▸ Problem requirements: Set down exactly the lines from the one containing "--target burning tree" through the end of the records below, both included, and nothing else.
*** Records to process
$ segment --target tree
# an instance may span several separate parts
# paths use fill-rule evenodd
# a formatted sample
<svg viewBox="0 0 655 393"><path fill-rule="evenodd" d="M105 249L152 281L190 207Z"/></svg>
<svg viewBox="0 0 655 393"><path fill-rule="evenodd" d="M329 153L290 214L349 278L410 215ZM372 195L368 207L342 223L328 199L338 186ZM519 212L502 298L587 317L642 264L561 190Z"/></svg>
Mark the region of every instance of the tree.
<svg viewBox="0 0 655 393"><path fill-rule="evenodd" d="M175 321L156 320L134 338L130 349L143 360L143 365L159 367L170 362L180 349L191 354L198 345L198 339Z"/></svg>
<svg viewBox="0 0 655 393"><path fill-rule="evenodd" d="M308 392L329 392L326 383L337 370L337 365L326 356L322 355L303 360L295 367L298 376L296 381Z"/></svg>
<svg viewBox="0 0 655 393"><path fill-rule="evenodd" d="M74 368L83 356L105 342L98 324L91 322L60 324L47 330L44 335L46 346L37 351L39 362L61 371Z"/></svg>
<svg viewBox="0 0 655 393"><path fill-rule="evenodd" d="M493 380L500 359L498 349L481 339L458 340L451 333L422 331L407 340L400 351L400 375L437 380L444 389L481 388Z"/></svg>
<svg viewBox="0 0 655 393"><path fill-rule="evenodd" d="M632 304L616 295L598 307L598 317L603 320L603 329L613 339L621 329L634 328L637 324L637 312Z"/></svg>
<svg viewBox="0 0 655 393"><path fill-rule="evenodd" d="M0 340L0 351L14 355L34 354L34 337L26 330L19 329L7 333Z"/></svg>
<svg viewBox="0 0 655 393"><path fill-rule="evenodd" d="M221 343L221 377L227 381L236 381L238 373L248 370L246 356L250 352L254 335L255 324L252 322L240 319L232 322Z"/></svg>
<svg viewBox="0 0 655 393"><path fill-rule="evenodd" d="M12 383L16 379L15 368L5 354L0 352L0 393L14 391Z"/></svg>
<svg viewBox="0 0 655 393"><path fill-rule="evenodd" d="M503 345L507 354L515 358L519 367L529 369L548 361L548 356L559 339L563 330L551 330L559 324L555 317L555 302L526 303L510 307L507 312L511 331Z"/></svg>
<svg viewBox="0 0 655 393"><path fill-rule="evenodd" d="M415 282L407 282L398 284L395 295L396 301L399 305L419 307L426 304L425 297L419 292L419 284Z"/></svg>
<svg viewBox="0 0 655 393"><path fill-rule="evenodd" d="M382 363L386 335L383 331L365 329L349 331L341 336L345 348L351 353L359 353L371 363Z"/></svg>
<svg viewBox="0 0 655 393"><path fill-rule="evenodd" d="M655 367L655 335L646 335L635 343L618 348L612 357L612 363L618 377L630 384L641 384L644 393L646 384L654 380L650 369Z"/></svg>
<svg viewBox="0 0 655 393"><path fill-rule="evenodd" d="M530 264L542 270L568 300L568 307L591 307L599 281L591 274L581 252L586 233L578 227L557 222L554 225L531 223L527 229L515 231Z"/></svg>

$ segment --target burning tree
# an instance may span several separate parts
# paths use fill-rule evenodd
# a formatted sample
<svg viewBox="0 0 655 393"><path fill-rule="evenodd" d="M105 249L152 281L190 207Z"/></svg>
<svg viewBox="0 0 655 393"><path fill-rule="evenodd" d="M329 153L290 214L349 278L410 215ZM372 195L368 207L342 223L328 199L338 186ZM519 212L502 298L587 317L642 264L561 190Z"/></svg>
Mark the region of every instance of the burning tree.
******
▸ Answer below:
$ segment --target burning tree
# an instance may span several separate parts
# paths use fill-rule evenodd
# a formatted sample
<svg viewBox="0 0 655 393"><path fill-rule="evenodd" d="M105 249L152 281L190 207Z"/></svg>
<svg viewBox="0 0 655 393"><path fill-rule="evenodd" d="M329 153L290 214L349 278L410 215ZM372 195L368 207L342 223L328 199L338 186ZM519 212L502 298L587 317L642 264L561 190Z"/></svg>
Mark the region of every instance of the burning tree.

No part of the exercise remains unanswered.